#### What to produce:
Your answer must consist of exactly the lines below, starting with the line with "# place a dot on each instance of the white baseball" and going on through the line with "# place a dot on each instance of the blurred crowd", and nothing else.

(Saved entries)
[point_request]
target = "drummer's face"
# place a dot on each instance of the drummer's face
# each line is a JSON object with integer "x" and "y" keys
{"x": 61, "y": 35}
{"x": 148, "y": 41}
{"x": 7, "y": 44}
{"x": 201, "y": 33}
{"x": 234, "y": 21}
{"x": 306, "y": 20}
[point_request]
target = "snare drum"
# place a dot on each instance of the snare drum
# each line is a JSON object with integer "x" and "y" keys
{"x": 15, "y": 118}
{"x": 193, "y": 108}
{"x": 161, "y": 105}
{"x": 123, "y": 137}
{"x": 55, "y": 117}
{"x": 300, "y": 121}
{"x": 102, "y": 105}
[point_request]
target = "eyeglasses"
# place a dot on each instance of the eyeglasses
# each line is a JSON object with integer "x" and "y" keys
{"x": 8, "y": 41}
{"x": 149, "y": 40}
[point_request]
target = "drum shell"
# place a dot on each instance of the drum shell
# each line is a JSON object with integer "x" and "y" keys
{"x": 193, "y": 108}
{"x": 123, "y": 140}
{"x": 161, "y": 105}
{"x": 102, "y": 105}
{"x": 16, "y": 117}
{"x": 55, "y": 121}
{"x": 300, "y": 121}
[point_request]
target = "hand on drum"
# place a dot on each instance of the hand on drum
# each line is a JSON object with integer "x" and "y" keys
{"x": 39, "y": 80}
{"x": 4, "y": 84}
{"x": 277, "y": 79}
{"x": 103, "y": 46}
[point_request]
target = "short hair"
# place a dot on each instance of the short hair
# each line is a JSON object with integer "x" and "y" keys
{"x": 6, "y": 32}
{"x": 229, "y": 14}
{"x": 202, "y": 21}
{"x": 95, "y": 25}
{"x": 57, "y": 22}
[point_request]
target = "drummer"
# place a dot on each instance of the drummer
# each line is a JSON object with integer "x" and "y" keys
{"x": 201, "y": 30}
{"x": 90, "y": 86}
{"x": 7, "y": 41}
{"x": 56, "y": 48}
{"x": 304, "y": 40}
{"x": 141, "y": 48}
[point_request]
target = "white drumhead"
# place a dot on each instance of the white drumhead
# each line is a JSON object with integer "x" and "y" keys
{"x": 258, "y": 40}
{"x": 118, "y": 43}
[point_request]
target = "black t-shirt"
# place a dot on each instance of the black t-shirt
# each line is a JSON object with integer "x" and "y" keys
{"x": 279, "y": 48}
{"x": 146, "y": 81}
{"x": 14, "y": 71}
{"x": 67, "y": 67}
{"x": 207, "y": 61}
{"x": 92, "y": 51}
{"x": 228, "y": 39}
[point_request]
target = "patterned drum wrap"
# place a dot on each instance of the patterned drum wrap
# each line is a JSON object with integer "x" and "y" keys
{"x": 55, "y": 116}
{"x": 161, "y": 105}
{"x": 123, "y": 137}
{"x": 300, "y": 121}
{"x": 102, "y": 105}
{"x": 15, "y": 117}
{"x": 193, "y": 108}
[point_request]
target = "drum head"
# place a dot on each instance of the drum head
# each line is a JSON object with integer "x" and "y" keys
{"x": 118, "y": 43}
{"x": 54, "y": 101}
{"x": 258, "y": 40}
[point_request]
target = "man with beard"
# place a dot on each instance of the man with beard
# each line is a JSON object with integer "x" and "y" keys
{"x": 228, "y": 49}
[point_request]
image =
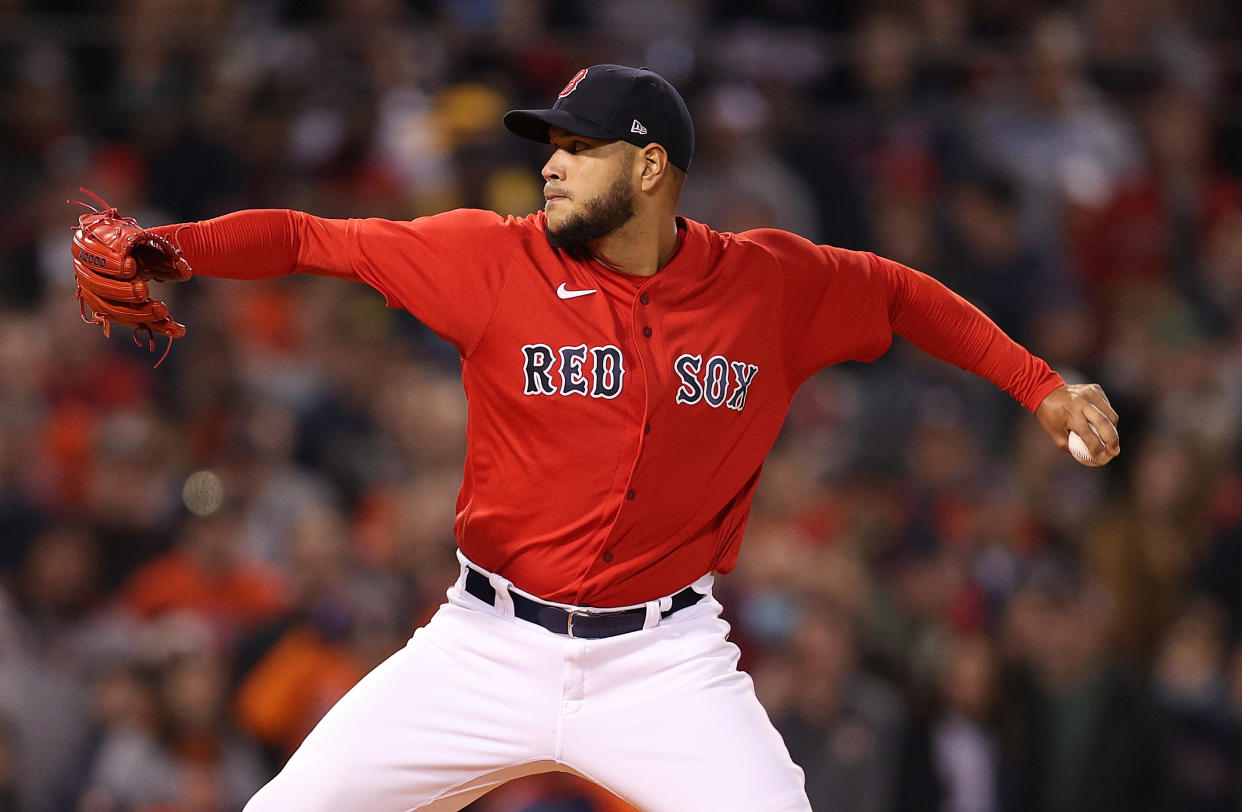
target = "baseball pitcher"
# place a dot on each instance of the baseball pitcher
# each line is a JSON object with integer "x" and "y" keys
{"x": 627, "y": 370}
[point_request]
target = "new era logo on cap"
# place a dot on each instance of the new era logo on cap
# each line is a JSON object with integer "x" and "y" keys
{"x": 614, "y": 102}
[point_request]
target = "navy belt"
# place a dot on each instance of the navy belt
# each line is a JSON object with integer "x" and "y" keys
{"x": 579, "y": 623}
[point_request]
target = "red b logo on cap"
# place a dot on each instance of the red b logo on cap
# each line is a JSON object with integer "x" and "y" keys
{"x": 573, "y": 83}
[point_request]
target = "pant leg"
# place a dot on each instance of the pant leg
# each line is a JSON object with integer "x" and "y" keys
{"x": 470, "y": 703}
{"x": 668, "y": 723}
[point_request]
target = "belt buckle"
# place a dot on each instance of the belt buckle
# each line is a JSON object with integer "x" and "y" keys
{"x": 571, "y": 613}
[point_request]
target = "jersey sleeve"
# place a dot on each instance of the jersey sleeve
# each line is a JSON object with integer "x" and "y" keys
{"x": 447, "y": 270}
{"x": 847, "y": 304}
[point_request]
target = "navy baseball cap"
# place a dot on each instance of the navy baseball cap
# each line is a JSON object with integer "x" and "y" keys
{"x": 615, "y": 102}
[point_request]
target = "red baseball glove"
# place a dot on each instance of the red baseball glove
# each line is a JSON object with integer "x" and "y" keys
{"x": 113, "y": 257}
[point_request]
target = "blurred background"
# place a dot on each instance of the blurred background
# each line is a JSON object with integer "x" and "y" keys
{"x": 942, "y": 611}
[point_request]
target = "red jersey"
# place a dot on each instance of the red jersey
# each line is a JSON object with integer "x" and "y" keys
{"x": 617, "y": 425}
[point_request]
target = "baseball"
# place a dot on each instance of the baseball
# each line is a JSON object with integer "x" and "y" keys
{"x": 1078, "y": 448}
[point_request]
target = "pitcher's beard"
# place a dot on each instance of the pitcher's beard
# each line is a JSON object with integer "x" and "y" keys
{"x": 601, "y": 217}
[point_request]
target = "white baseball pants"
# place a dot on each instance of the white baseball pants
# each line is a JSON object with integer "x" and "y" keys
{"x": 661, "y": 717}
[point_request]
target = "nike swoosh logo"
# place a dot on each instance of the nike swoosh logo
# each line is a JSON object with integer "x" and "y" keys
{"x": 571, "y": 294}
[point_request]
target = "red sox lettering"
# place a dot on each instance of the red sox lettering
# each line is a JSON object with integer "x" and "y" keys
{"x": 564, "y": 371}
{"x": 545, "y": 376}
{"x": 713, "y": 387}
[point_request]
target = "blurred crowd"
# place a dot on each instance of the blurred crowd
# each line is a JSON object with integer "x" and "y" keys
{"x": 942, "y": 611}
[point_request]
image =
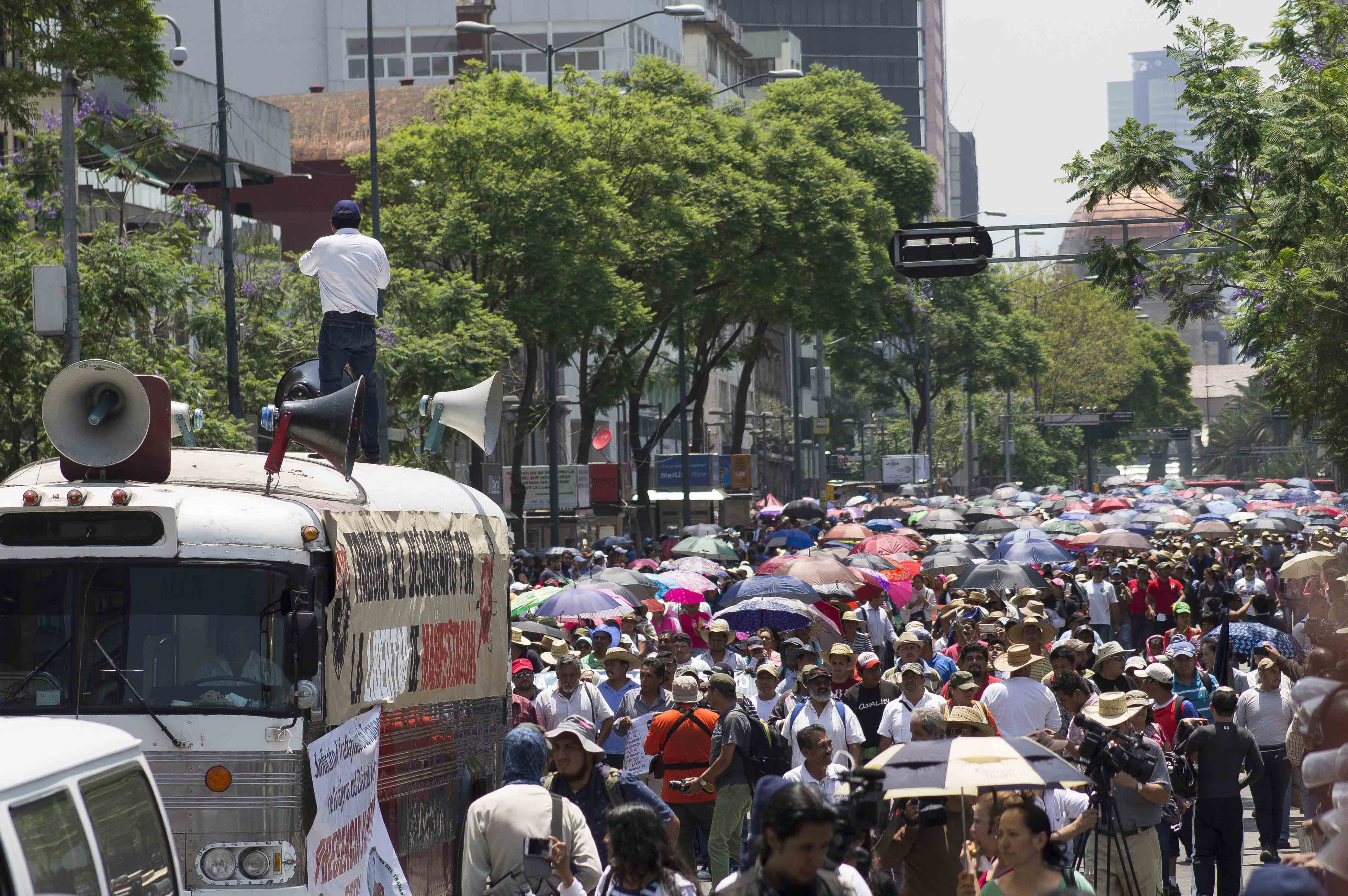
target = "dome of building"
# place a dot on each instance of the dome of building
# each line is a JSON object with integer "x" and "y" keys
{"x": 1138, "y": 204}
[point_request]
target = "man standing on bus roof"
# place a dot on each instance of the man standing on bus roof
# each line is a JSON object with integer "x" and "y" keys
{"x": 351, "y": 269}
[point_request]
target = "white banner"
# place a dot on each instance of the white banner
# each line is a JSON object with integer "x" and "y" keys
{"x": 348, "y": 848}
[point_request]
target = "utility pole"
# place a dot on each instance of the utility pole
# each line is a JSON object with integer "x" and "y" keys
{"x": 227, "y": 229}
{"x": 69, "y": 211}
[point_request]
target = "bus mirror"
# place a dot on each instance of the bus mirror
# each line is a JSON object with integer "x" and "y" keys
{"x": 304, "y": 627}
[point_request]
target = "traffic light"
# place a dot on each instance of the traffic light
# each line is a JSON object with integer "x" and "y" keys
{"x": 940, "y": 250}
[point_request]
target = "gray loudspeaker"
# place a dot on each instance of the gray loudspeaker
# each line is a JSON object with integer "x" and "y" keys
{"x": 475, "y": 412}
{"x": 96, "y": 413}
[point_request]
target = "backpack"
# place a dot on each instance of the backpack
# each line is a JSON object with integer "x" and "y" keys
{"x": 769, "y": 751}
{"x": 611, "y": 780}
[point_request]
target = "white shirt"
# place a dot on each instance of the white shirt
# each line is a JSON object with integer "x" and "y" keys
{"x": 843, "y": 732}
{"x": 586, "y": 701}
{"x": 898, "y": 716}
{"x": 1100, "y": 596}
{"x": 1022, "y": 706}
{"x": 351, "y": 270}
{"x": 834, "y": 777}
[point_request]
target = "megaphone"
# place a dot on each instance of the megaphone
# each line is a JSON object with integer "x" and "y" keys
{"x": 330, "y": 425}
{"x": 475, "y": 412}
{"x": 96, "y": 413}
{"x": 185, "y": 421}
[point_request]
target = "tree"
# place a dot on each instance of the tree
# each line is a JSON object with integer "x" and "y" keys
{"x": 1273, "y": 165}
{"x": 118, "y": 38}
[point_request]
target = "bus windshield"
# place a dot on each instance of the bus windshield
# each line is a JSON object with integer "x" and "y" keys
{"x": 189, "y": 638}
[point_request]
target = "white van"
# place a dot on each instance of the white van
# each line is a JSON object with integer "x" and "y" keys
{"x": 80, "y": 814}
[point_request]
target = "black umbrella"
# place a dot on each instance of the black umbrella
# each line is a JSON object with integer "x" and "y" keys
{"x": 1001, "y": 574}
{"x": 995, "y": 526}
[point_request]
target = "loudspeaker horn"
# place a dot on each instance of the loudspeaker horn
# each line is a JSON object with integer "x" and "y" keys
{"x": 96, "y": 413}
{"x": 186, "y": 421}
{"x": 475, "y": 412}
{"x": 330, "y": 425}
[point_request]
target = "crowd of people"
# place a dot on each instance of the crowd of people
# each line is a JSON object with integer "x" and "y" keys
{"x": 681, "y": 737}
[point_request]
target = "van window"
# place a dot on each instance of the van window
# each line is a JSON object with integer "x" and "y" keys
{"x": 54, "y": 847}
{"x": 131, "y": 836}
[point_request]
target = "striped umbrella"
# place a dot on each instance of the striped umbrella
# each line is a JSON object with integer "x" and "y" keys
{"x": 971, "y": 766}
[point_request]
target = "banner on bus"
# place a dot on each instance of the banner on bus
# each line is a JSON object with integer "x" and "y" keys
{"x": 414, "y": 611}
{"x": 348, "y": 848}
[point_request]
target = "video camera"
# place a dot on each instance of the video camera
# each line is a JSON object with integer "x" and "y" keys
{"x": 1108, "y": 752}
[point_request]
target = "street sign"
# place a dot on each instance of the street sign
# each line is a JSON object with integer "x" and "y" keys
{"x": 940, "y": 250}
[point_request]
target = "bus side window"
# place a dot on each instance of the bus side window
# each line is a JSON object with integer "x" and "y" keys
{"x": 54, "y": 845}
{"x": 133, "y": 843}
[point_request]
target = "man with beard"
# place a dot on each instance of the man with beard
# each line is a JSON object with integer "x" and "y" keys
{"x": 595, "y": 787}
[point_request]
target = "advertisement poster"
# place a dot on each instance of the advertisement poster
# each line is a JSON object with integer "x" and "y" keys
{"x": 413, "y": 618}
{"x": 348, "y": 848}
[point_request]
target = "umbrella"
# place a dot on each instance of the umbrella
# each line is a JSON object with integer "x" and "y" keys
{"x": 794, "y": 539}
{"x": 786, "y": 588}
{"x": 573, "y": 603}
{"x": 804, "y": 508}
{"x": 1307, "y": 565}
{"x": 705, "y": 546}
{"x": 997, "y": 526}
{"x": 1032, "y": 553}
{"x": 781, "y": 614}
{"x": 887, "y": 544}
{"x": 1123, "y": 539}
{"x": 847, "y": 533}
{"x": 691, "y": 581}
{"x": 999, "y": 574}
{"x": 972, "y": 766}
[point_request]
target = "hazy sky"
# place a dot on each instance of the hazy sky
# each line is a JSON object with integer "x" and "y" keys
{"x": 1029, "y": 79}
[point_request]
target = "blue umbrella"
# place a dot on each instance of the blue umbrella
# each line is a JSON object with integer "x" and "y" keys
{"x": 1026, "y": 536}
{"x": 580, "y": 602}
{"x": 794, "y": 539}
{"x": 1034, "y": 552}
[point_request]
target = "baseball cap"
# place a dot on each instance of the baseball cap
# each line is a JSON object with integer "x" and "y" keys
{"x": 1160, "y": 673}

#### Written reply:
# place a dot on each instance of the white baseball pants
# each line is a JSON object with integer "x" and "y" keys
{"x": 661, "y": 717}
[point_request]
target = "nike swoosh logo"
# place a dot on each instance of the nike swoosh logo
# each line is a JSON object with integer "x" and "y" keys
{"x": 571, "y": 294}
[point_request]
target = "red sox lettering"
# place a dot on each instance of the red sox lettering
# each line is a JSON object with integer "x" and "y" keys
{"x": 564, "y": 371}
{"x": 545, "y": 376}
{"x": 713, "y": 387}
[point_request]
target = "blurred crowd"
# place a dot on each instance of the blurred crowd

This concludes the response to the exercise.